- What needs to be done
A word-for-word restatement of the data is what is needed.

- Provided records
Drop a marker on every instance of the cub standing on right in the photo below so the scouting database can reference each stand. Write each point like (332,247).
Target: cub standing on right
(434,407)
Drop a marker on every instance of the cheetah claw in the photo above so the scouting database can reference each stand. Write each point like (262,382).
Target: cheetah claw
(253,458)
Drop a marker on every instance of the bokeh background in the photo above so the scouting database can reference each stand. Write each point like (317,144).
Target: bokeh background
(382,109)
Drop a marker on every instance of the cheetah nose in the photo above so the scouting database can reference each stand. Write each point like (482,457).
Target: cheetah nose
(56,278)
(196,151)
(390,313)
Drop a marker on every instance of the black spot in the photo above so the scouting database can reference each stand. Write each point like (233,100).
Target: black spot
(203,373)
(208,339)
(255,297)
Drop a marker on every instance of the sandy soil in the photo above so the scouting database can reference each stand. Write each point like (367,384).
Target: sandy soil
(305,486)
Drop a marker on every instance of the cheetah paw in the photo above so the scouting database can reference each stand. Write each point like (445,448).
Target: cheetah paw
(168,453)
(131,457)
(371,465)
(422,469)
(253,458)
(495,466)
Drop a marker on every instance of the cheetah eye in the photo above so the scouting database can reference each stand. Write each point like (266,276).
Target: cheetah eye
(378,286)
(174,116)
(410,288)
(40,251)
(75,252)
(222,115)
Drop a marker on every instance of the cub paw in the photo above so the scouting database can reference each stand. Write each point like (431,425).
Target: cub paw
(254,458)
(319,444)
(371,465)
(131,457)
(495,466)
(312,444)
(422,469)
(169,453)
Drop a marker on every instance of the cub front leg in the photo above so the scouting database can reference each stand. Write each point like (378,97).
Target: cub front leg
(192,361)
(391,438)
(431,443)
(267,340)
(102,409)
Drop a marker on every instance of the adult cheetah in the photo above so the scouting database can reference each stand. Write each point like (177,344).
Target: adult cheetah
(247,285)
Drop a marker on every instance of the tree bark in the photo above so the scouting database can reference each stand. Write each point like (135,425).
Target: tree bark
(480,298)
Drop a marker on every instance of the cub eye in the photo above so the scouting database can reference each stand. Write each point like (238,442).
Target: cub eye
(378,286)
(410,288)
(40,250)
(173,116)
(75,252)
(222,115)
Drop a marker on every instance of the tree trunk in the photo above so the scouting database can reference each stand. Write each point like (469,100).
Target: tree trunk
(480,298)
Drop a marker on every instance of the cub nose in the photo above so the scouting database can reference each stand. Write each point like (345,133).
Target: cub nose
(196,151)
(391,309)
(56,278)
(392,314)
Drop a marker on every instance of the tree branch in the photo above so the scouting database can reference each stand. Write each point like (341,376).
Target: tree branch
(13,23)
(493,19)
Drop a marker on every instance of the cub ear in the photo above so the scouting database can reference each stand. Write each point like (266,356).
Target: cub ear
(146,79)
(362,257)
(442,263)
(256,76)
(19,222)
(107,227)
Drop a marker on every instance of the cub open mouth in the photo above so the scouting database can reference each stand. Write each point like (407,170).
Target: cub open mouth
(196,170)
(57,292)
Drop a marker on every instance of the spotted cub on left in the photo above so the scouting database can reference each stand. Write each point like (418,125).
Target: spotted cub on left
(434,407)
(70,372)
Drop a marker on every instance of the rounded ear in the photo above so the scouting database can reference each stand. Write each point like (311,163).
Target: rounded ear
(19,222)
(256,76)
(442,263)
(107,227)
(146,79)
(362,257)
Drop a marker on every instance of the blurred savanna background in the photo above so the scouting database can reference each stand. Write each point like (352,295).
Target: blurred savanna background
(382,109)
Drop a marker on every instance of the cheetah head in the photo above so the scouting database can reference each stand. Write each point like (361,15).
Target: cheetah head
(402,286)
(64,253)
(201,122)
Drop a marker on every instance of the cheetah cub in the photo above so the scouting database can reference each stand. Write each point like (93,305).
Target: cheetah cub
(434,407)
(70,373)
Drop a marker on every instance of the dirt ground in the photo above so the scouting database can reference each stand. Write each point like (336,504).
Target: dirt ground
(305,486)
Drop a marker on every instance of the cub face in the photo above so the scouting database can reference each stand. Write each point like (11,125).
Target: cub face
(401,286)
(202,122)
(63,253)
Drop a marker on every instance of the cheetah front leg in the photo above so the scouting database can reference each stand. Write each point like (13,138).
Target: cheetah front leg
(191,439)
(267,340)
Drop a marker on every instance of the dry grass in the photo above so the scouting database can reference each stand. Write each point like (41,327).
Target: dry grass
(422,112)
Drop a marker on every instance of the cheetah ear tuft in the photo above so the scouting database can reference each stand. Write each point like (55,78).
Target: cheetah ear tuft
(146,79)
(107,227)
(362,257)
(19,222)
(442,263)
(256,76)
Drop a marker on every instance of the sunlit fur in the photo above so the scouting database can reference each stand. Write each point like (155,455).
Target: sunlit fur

- Reply
Drop a marker on every instance of the cub standing on right in the photo below so the scouting database can reference each stand. Write each point like (332,247).
Target: cub standing on right
(434,407)
Drop a marker on every instance of the cheetah claw in the photo above so the scouting database can reference each stand. Write each point like (262,382).
Target: cheetah claw
(253,458)
Drop a marker on every instance of the bokeh background in the photo above so the scouting database can reference each stand. Write each point like (317,144).
Target: bokeh background
(382,109)
Drop a marker on every instance of the cheetah nose in the photo above so the scouting database can reference each stand. Write each point like (482,457).
Target: cheetah nose
(56,278)
(196,151)
(390,313)
Drop a marker on every instance of the black spot in the photo above so the scouting database can reference each stand. Write each point like (233,100).
Target: black spot
(203,373)
(208,339)
(255,297)
Drop a marker on every instance of the sandy soil in the photo above so the scouting database can reference each stand. Write each point like (367,384).
Target: sandy soil
(305,486)
Drop a marker on every instance of the cheetah paw in the photo above so the scouting database can reference each stand. Write each point like (445,448).
Target: cheetah paw
(168,453)
(131,457)
(371,465)
(422,469)
(253,458)
(495,466)
Drop a marker on every instance of the cheetah eye in the photo above so the scouting database can reference each stand. Write each point like (266,276).
Target: cheetah eye
(378,286)
(174,116)
(410,288)
(40,251)
(75,252)
(222,115)
Drop a marker on every instance of the cub paw in the photo above so the scouting database can reference each stand. Write each point like (431,425).
Target: cub paw
(254,458)
(319,444)
(371,465)
(131,457)
(495,466)
(312,444)
(422,469)
(169,453)
Drop a marker on every instance of the cub front leg in the photo above so the scouting database can reference each stand. Write each point like (378,97).
Target: cub front leg
(192,361)
(391,438)
(431,443)
(267,340)
(102,409)
Drop a marker on every instance of the adult cheetah in the photo above so the scouting database can reference each stand. Write each point like (177,344).
Target: adult cheetah
(247,285)
Drop a marker on every instance of the tree bark in the photo above so the scouting database can reference each stand. Write each point like (135,425).
Target: tree bark
(480,298)
Drop a marker on every instance of the cub eye in the photo above so the scouting database can reference each stand. Write each point like (238,442).
Target: cub eye
(378,286)
(410,288)
(40,250)
(173,116)
(75,252)
(222,115)
Drop a marker on every instance of the tree trunk in the photo above so the scouting database can reference each stand. Write each point like (469,100).
Target: tree trunk
(480,298)
Drop a marker on every instance of the cub nose in the photo above so the scouting database can reference each stand. Write each point like (345,133).
Target: cub nose
(196,151)
(391,309)
(56,278)
(392,314)
Drop a marker on every instance of the tree branch in the photo above so the scouting database can reference each stand. Write each point like (341,376).
Target: tree branch
(13,23)
(493,19)
Drop a marker on every instance of the cub ear in the photo above so the scouting database can reference each stand. Write each point like (266,356).
Target: cub ear
(146,79)
(362,257)
(442,263)
(256,76)
(19,222)
(107,227)
Drop a marker on every instance of the cub open mouth in the photo above so the scouting database can reference each stand. Write each point like (407,170).
Target: cub open mouth
(196,170)
(57,292)
Drop a marker on every instance of the spotted cub on left in the photo above so the scouting database can reference each stand. Write each point like (418,125).
Target: spotted cub on left
(434,407)
(70,372)
Drop a marker on every instance of the rounded ear in the photo above so the scouting database can reference each stand. Write each point like (311,163).
Target: rounded ear
(19,222)
(256,76)
(442,263)
(107,227)
(146,79)
(362,257)
Drop a marker on every instance of the blurred savanna background in the photo above so the scouting database can reference each stand. Write each point like (352,295).
Target: blurred savanna background
(382,109)
Drop a marker on every instance of the cheetah head in the photo above so the scouting database can reference each stand. Write each point like (361,15).
Target: cheetah head
(402,286)
(64,253)
(201,122)
Drop a marker on every instance of the cheetah cub in the photo above so the scouting database can reference each stand. Write each point like (93,305).
Target: cheetah cub
(434,407)
(70,373)
Drop a marker on every instance of the dirt ground in the photo above so the scouting database can reference each stand. Write each point like (336,504).
Target: dirt ground
(305,486)
Drop a marker on every instance of the cub face in the photo above so the scouting database can reference each stand. Write each point like (11,125).
Target: cub face
(401,286)
(202,122)
(63,253)
Drop a marker on every instance of the cheetah front leg in the photo above so the scouting database can reference each stand. Write each point like (13,138).
Target: cheetah front leg
(191,439)
(267,340)
Drop a marker on every instance of the dry grass in the photo above so the scouting database can reference each stand. Write each point like (41,327).
Target: dry grass
(422,112)
Drop a marker on every instance of the cheetah ear tuft in the photo above so the scouting database can reference each stand. Write each point like (55,78).
Target: cheetah ear tuft
(146,79)
(107,227)
(362,257)
(19,222)
(442,263)
(256,76)
Drop a marker on every instance of the sunlit fur in the photo above so the scouting database can reference each stand. Write each point like (155,455).
Target: sunlit fur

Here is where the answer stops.